Pointing dataset excerpts:
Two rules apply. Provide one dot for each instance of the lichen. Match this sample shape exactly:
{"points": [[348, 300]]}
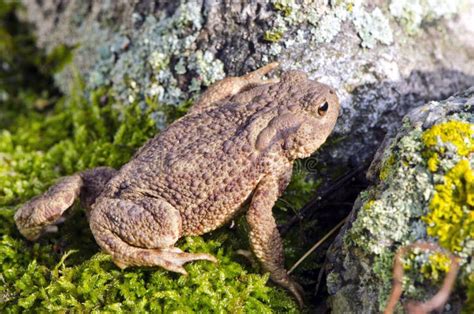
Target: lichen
{"points": [[440, 139], [426, 192], [152, 62], [273, 36], [325, 23], [412, 13], [451, 215]]}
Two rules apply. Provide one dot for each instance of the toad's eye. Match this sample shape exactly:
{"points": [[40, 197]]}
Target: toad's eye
{"points": [[323, 108]]}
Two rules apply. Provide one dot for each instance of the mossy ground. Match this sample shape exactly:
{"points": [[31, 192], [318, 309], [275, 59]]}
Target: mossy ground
{"points": [[45, 135]]}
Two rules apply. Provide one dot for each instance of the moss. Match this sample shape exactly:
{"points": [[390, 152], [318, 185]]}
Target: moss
{"points": [[64, 271]]}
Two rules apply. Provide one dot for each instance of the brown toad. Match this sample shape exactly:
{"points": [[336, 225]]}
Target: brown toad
{"points": [[236, 146]]}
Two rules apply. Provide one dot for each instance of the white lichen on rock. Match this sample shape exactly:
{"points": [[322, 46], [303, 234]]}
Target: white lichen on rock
{"points": [[395, 211], [142, 65], [411, 13], [327, 20]]}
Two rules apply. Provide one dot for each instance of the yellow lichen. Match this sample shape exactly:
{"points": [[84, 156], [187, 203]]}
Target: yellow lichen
{"points": [[451, 215], [438, 265], [457, 133], [387, 167]]}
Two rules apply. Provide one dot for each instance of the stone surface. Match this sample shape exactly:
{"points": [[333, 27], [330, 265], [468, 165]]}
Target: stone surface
{"points": [[402, 206], [382, 59]]}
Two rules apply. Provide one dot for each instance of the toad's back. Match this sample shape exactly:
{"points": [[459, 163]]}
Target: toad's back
{"points": [[204, 164]]}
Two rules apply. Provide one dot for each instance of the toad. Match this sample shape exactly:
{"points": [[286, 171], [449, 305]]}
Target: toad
{"points": [[233, 151]]}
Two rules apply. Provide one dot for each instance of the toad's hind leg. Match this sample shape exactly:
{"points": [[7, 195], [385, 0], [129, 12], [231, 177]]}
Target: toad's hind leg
{"points": [[141, 233], [42, 213]]}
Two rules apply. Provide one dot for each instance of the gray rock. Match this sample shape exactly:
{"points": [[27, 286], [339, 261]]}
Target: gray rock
{"points": [[382, 59], [395, 211]]}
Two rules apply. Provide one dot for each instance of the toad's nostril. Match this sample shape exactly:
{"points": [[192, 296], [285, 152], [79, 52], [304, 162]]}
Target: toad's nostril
{"points": [[323, 108]]}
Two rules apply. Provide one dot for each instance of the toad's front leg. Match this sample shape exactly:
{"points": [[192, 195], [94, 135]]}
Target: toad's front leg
{"points": [[264, 236]]}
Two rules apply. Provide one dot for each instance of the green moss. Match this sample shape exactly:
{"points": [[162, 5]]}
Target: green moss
{"points": [[84, 132], [387, 167]]}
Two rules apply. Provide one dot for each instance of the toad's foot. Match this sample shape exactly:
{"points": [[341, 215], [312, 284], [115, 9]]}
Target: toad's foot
{"points": [[141, 233], [42, 213], [171, 259]]}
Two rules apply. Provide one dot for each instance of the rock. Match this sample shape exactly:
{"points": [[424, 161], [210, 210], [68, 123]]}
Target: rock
{"points": [[383, 59], [423, 189]]}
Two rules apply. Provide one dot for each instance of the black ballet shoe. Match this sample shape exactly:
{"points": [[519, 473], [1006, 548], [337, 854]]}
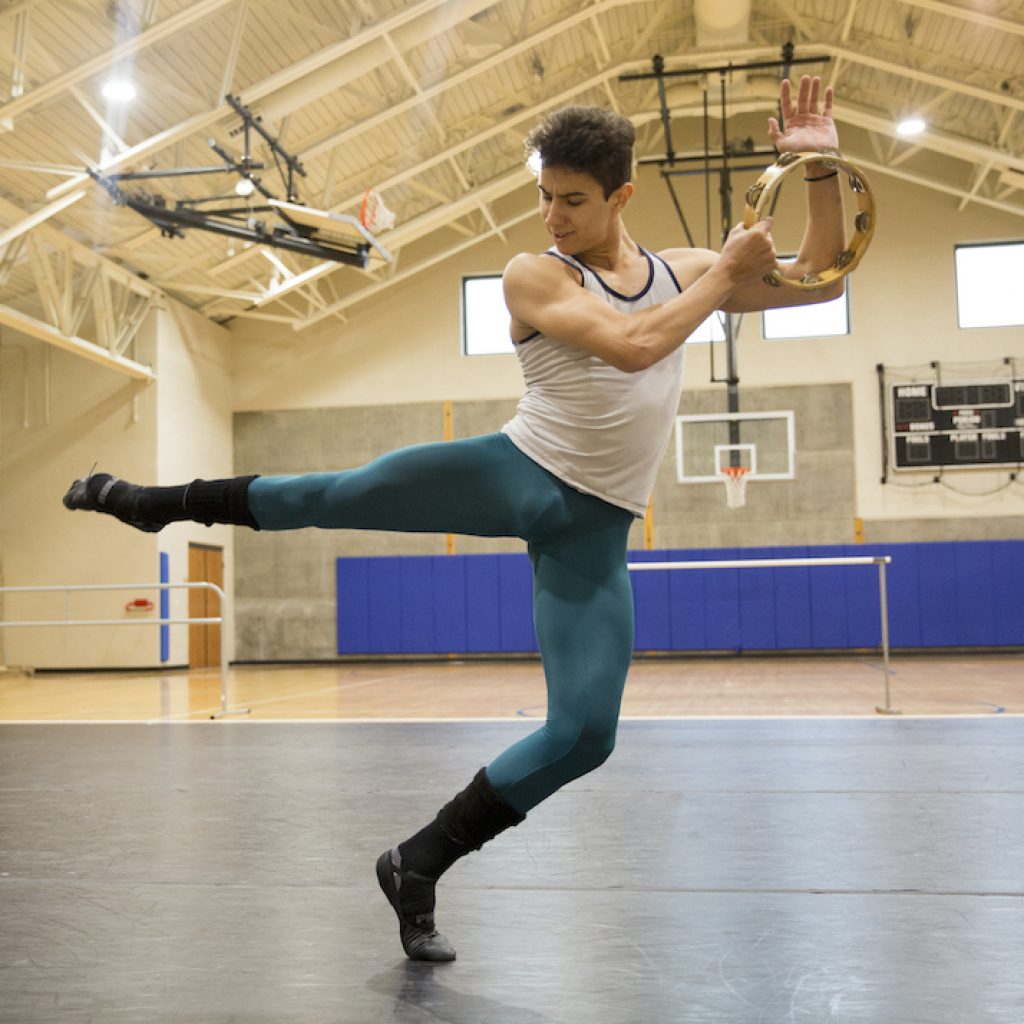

#### [DESCRIPTION OF THE TASK]
Extract every line above that contains the word "hind".

#### [COMPLETE RESPONSE]
Two rules apply. Provide one dot for each instance of the toad's hind leg. Match this sample shape exactly:
Target: toad's hind leg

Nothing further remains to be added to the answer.